• Written problem: Copy out only the span from the line with "If you could mark the fluffy" to the end of the data, both ends kept, word for word.

=== Data supplied ===

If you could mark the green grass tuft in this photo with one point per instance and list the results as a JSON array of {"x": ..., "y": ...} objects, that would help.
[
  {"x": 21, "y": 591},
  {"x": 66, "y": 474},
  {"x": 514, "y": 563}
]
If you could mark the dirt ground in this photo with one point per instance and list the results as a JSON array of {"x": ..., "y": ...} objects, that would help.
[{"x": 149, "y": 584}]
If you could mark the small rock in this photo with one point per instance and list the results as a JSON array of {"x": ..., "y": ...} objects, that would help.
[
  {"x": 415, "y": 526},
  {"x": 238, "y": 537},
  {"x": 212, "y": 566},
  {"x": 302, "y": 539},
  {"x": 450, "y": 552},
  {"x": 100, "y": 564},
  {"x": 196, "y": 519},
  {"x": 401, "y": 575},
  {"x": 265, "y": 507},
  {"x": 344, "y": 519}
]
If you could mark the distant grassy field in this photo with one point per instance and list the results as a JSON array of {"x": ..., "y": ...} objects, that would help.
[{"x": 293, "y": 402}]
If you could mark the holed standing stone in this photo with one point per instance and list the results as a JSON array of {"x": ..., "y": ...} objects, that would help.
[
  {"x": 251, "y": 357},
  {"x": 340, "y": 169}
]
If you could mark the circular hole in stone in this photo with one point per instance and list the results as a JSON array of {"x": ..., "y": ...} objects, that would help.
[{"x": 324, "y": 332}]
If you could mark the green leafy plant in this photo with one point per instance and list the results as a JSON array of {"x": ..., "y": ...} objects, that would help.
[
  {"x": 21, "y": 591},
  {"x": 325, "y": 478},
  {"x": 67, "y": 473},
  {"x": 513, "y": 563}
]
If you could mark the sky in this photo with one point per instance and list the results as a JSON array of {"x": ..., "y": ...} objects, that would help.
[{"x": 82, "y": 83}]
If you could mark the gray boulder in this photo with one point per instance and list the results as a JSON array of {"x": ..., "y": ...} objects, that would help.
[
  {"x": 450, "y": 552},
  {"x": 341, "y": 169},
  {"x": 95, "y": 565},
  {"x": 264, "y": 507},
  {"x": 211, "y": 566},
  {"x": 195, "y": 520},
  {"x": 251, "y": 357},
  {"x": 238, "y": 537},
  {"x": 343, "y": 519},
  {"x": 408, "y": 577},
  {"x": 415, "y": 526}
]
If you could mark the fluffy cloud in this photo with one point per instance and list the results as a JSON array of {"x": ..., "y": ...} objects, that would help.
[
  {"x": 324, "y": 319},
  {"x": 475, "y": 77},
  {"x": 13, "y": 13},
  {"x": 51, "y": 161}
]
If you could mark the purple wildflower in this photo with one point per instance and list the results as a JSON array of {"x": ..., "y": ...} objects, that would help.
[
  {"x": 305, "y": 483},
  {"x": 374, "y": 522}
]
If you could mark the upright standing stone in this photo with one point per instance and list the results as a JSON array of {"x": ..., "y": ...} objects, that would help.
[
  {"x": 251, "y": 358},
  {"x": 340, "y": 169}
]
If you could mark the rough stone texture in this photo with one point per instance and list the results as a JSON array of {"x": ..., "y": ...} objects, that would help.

===

• Final result:
If you could mark the fluffy cloud in this photo with one point per instance and list the results as a JSON array of {"x": ..., "y": ...} objects, that would help.
[
  {"x": 324, "y": 319},
  {"x": 475, "y": 77},
  {"x": 13, "y": 13},
  {"x": 51, "y": 161}
]
If you could mark the purple wildflower in this photo with one point per instance and list the results as a JSON array of {"x": ..., "y": ...} objects, that would help.
[
  {"x": 305, "y": 483},
  {"x": 374, "y": 522}
]
If you could mark the upright standing stone in this photo with one point per instance and list the results as a JSON array of {"x": ..., "y": ...} objects, that would help.
[
  {"x": 251, "y": 358},
  {"x": 340, "y": 169}
]
If you could mark the rough stone texture in this photo with one point per instance and list the results as a JSON array of {"x": ..., "y": ...} objects, that would help.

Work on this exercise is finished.